EXERCISE BRIEF: Work out how many lines of the data contain "coordinates" and reply with that number alone.

(Stored data entries)
......

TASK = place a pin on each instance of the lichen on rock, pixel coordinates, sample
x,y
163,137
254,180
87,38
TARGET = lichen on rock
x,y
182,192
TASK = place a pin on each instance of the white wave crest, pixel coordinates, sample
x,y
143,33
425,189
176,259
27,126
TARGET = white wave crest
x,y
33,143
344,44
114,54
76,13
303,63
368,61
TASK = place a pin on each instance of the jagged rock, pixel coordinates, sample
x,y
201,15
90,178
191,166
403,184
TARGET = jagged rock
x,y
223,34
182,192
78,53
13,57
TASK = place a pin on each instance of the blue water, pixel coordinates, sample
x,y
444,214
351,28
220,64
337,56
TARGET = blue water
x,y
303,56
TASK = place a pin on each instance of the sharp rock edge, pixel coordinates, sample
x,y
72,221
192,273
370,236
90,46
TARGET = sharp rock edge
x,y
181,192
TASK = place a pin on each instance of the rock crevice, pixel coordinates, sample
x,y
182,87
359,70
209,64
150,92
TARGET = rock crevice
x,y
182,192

......

RESPONSE TO THIS TASK: 6